Exercise instructions — Copy out the listing below word for word, from the line containing "Can you locate the crocodile in" down through the line containing "0;173;41;299".

[Region labeling records]
________
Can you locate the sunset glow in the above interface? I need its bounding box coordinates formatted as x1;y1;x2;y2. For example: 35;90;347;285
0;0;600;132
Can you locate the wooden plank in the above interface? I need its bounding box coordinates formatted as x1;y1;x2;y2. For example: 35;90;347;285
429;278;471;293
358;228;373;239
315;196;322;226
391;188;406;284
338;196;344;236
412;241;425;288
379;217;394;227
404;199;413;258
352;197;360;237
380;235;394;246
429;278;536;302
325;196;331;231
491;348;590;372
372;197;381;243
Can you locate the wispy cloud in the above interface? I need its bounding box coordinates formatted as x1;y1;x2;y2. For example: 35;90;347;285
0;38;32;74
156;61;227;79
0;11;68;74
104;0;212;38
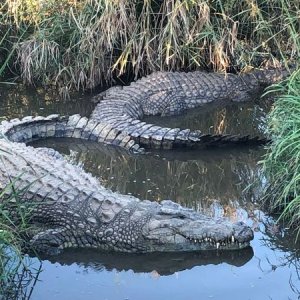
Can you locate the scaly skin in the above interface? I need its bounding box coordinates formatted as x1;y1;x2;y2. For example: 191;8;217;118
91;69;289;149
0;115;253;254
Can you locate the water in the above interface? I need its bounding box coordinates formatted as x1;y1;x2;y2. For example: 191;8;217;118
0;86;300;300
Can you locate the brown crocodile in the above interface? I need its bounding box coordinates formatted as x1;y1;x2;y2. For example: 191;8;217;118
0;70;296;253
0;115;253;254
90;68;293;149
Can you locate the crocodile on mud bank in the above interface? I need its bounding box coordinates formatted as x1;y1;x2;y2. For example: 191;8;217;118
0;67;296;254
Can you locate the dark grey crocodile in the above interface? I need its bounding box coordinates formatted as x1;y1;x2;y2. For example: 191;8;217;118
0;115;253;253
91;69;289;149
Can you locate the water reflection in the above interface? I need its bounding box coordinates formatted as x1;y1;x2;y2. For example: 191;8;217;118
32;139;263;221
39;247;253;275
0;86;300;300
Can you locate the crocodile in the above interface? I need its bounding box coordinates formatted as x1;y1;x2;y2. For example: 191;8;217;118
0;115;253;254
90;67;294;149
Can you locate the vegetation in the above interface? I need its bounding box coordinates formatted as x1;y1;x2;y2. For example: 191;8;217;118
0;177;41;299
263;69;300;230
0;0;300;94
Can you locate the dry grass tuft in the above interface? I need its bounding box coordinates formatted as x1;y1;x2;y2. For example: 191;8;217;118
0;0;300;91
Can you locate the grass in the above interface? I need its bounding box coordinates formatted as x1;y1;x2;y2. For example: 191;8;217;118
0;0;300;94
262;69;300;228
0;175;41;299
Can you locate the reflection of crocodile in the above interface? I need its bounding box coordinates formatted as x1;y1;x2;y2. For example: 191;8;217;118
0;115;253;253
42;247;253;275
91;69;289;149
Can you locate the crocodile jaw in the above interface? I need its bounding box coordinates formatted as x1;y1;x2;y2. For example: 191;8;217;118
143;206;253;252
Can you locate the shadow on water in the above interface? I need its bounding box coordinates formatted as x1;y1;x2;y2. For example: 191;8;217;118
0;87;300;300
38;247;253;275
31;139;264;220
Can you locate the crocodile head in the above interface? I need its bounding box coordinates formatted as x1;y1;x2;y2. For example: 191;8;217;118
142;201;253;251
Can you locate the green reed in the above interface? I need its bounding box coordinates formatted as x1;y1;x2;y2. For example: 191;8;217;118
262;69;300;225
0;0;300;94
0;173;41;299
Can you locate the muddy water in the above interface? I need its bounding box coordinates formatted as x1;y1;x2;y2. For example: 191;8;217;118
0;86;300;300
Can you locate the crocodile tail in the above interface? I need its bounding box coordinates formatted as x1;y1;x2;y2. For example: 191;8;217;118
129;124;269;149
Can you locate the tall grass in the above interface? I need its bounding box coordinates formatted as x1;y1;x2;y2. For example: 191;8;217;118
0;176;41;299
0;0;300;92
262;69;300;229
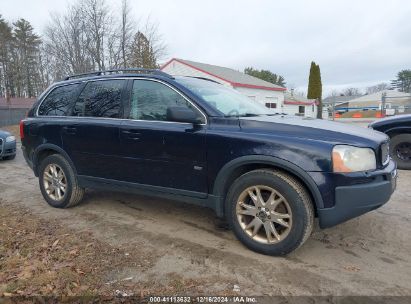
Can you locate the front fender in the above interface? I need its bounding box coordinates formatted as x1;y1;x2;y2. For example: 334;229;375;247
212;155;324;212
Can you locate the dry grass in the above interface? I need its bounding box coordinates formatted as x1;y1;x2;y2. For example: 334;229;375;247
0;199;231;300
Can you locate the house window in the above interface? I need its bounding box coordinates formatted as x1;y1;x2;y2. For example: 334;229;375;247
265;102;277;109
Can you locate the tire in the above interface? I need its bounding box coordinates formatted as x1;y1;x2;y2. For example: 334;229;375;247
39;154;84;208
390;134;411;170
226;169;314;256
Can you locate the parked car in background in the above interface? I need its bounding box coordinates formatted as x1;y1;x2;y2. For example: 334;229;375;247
________
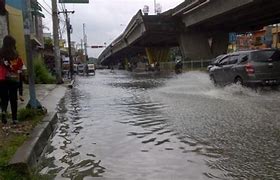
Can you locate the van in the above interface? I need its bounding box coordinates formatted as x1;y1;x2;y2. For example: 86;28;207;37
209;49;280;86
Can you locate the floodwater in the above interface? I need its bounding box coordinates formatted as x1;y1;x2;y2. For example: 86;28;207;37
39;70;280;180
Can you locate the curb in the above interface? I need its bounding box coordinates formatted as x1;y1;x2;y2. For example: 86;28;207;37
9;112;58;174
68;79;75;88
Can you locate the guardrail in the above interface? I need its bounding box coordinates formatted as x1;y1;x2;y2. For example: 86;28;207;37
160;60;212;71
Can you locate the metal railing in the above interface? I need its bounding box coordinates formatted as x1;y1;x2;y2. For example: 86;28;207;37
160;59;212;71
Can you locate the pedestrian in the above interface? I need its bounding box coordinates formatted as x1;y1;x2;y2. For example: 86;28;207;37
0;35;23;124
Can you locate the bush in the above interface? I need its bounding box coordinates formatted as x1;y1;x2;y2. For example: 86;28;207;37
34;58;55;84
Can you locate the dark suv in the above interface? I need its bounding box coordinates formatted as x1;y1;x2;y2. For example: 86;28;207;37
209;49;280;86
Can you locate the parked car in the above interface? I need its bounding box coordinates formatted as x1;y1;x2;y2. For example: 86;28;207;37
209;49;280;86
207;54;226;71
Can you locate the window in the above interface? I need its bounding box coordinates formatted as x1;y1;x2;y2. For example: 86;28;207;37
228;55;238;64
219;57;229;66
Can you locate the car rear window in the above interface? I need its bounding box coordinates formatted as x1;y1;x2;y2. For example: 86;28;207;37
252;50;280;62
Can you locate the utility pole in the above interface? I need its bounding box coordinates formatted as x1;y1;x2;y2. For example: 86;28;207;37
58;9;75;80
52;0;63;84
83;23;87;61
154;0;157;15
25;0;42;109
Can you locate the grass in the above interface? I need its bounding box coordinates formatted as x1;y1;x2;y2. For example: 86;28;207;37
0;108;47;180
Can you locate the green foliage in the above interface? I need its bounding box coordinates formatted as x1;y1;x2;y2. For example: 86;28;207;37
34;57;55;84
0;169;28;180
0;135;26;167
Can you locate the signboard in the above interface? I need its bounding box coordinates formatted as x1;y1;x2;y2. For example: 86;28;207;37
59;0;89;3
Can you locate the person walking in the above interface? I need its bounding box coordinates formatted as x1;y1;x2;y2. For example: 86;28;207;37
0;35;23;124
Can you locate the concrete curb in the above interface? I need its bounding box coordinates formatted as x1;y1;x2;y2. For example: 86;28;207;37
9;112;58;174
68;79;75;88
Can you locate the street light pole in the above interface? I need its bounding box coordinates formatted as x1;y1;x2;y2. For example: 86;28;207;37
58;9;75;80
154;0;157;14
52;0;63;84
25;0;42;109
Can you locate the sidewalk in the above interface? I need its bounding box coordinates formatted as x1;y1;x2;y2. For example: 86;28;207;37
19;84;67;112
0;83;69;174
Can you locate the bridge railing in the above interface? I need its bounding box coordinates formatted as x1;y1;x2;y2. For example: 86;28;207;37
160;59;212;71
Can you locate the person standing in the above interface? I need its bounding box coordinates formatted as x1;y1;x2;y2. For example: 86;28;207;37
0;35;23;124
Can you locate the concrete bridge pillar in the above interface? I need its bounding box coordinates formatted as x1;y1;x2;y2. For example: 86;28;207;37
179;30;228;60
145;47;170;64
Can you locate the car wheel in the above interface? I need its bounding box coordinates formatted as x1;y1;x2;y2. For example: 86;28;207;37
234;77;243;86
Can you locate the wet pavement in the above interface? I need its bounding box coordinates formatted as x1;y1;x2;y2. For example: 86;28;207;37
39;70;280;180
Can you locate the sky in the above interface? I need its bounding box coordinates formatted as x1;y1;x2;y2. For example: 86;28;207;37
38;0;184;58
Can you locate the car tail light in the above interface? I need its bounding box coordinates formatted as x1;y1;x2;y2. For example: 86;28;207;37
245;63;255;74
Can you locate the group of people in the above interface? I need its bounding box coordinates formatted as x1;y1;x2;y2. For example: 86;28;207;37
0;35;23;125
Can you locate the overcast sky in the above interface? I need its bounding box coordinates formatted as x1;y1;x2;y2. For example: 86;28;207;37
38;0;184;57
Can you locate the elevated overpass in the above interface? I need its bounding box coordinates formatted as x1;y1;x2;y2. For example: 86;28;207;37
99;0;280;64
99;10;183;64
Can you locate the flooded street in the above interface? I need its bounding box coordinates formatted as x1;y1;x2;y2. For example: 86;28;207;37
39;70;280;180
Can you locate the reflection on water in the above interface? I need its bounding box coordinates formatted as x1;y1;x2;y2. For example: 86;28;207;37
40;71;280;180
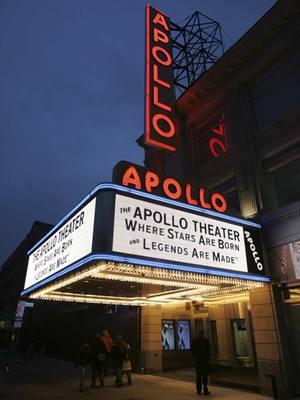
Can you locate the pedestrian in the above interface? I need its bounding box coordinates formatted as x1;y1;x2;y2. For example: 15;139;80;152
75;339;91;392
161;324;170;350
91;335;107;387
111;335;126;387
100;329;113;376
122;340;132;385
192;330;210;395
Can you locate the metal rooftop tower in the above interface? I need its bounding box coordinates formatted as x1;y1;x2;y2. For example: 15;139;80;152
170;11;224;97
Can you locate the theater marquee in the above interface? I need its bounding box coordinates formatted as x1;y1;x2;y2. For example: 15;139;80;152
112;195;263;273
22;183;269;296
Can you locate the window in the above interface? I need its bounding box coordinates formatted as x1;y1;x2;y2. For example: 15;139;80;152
________
Final result —
Can you locate the crocodile in the above interface? I need its bounding box coordinates formatted as x1;y1;x2;y2. For example: 191;8;217;118
0;115;253;254
90;67;294;149
Can you locate the vegetation in the above interface? I need its bounding box coordinates formatted as x1;y1;x2;y2. For example: 191;8;217;118
0;177;41;299
263;69;300;230
0;0;300;94
Can you locate the dry grass tuft in the above interface? I need its bounding box coordinates formatted as x1;y1;x2;y2. For example: 191;8;217;118
0;0;300;91
Can you locate the grass in the above interface? I need its bounding box coordinates formatted as x1;y1;x2;y2. For example: 191;8;217;118
0;0;300;94
262;69;300;228
0;175;41;299
Can you locate the reflection of crocodile in the above interface? I need its bounding box coordinates formatted as x1;y1;x2;y2. For example: 191;8;217;118
0;115;253;253
42;247;253;275
91;69;289;149
Can you locate the crocodile jaw in the above interface? I need its bounding box coordinates formatted as x1;y1;x2;y2. For example: 191;8;217;118
143;206;253;252
Can you locate the shadow on water in the above interface? I need its bounding box coordinates formatted as x1;y1;x2;y2. For example: 191;8;217;118
0;87;300;300
38;247;253;275
31;139;264;220
Can you locate the crocodile head in the above interface? I need its bounding box coordinates formatted as x1;y1;x2;y2. For example: 191;8;217;118
142;201;253;251
Can you locate the green reed in the above interface? I need its bounding box coordinates formatted as x1;y1;x2;y2. For example: 191;8;217;118
262;69;300;225
0;0;300;94
0;173;41;299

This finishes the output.